— Begin EXTRACTED INFORMATION —

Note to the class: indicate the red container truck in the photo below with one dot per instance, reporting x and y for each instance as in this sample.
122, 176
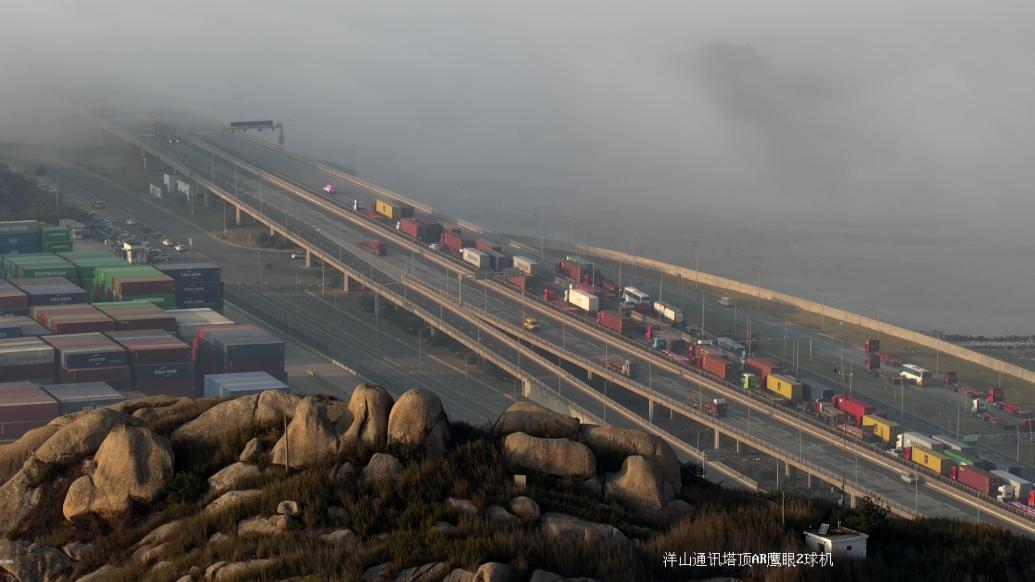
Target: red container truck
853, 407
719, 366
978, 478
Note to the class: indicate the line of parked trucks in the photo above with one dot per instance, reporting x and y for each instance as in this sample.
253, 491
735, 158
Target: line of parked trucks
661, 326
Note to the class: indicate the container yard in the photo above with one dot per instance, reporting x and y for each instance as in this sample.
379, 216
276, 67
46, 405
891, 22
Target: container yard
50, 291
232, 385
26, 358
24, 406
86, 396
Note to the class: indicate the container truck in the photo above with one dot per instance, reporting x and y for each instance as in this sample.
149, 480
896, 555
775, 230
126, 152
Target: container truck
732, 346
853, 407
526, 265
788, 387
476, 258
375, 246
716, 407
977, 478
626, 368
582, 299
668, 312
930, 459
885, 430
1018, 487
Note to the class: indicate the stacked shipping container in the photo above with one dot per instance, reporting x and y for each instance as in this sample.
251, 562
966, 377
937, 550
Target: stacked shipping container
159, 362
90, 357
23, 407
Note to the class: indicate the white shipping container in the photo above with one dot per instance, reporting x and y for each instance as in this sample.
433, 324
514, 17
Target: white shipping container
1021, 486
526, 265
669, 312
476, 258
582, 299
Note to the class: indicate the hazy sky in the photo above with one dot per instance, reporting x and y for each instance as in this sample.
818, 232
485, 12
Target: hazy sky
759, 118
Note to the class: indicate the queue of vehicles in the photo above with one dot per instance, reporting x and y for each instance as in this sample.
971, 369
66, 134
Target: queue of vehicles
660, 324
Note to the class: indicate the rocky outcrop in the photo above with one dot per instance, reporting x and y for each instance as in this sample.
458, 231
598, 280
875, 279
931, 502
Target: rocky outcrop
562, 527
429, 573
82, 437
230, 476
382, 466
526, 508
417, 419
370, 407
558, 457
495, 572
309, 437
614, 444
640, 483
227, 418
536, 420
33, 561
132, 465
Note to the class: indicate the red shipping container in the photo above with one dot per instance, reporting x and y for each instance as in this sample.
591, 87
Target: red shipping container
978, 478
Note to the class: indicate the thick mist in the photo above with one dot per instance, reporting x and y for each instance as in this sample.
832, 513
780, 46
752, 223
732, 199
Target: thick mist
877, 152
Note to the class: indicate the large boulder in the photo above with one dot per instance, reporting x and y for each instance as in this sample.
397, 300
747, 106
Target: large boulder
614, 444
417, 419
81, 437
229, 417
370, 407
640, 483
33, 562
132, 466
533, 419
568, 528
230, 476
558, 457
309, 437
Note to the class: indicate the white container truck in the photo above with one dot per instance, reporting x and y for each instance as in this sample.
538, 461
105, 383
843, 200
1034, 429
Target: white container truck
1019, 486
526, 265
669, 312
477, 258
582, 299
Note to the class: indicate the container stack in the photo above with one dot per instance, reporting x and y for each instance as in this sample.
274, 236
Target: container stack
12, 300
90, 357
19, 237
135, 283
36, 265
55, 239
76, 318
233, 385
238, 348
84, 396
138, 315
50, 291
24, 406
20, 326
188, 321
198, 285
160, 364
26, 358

— End EXTRACTED INFORMATION —

TASK BRIEF:
Reproduce the entire listing above verbatim, line for line, omitting the pictures.

TASK OUTPUT:
Note to the class: indicate the red container truck in the photo below with one dot per instance, reporting x and y for each instance as in this sample.
122, 176
Target: red container truck
853, 407
719, 366
978, 478
Note to the class: indicate the line of parked trucks in the photo above with one dot per instance, reporting x and y for each instance as in this sample.
253, 491
735, 158
Target: line of parked trucks
661, 326
Note to the class: indicate the container yard in the photo above with one dot per instance, reporting x and y for each instance as in this sample.
379, 216
276, 67
46, 405
891, 22
Target: container yard
50, 291
232, 385
26, 358
24, 406
86, 396
Note to the class: indicate the container truck in the photo above with one dot per instance, reporting x and y for each instance as in this sample.
149, 480
896, 555
775, 230
126, 152
Target: container truck
732, 346
853, 407
526, 265
788, 387
476, 258
375, 246
716, 407
977, 478
626, 368
582, 299
668, 312
930, 459
885, 430
1018, 487
Note to the class: indicate the stacked shipping container in the photo above with one dot per instance, reporting x and y for each instance as in this sample.
251, 562
966, 377
937, 550
Target: stacked shipping container
159, 362
90, 357
23, 407
Note to the class: indicate the white shipping container in the photo above with one dot per instance, reporting x and y for each instance as in this sample.
433, 324
514, 17
Target: white shipping container
1021, 486
526, 265
669, 312
476, 258
582, 299
Note to the class: indicate the hazy sky in the photo above with one dot per instance, reporting x and y for each instance as in this sample.
818, 232
485, 12
Target: hazy sky
759, 118
Note to the class: indicate the queue of vehicles in the photo above with one dot per instance, reporting x and y for each instance as in this sample.
971, 369
66, 134
Target: queue of vehicles
660, 324
Note to the class: indicate the rocky outcrop in the photo above with one dot per instance, reporting x and y for each instance as in this sample.
458, 231
598, 280
875, 279
931, 502
Target: rocky outcrop
562, 527
429, 573
82, 437
230, 476
382, 466
526, 508
417, 419
370, 407
558, 457
495, 572
309, 437
614, 444
640, 483
227, 418
536, 420
33, 561
132, 465
Note to the class: indicate the red shipping container in the photo above with one dot per instance, reporting x and y for each instance as in this sample.
591, 87
Target: red shipping container
978, 478
Note to the class: indicate the thick mist in the photo above with one dot per instance, reporting x and y for each instance as in this sample.
832, 513
780, 46
752, 223
732, 199
Target: thick mist
877, 152
Note to the class: indicate the large boulder in the photo above with one dot per instance, reporting x and y for each instance as in this sample.
397, 300
747, 106
Target: large boulder
614, 444
417, 419
81, 437
229, 417
370, 407
640, 483
33, 562
132, 466
533, 419
568, 528
230, 476
558, 457
309, 437
Note to the class: indicate the white container truck in the photo above with one dot per instance, reporting x and y for each instance as in this sample.
538, 461
105, 383
843, 200
1034, 429
Target: white container truck
1019, 486
526, 265
669, 312
477, 258
582, 299
Note to the class: indicate the container stack in the photo above with one dot per instance, reporting x and y for each instance as in this sample.
274, 236
Target: container stack
12, 300
90, 357
19, 237
135, 283
36, 265
55, 239
76, 318
233, 385
238, 348
84, 396
138, 315
50, 291
24, 406
20, 326
188, 321
198, 285
160, 364
26, 358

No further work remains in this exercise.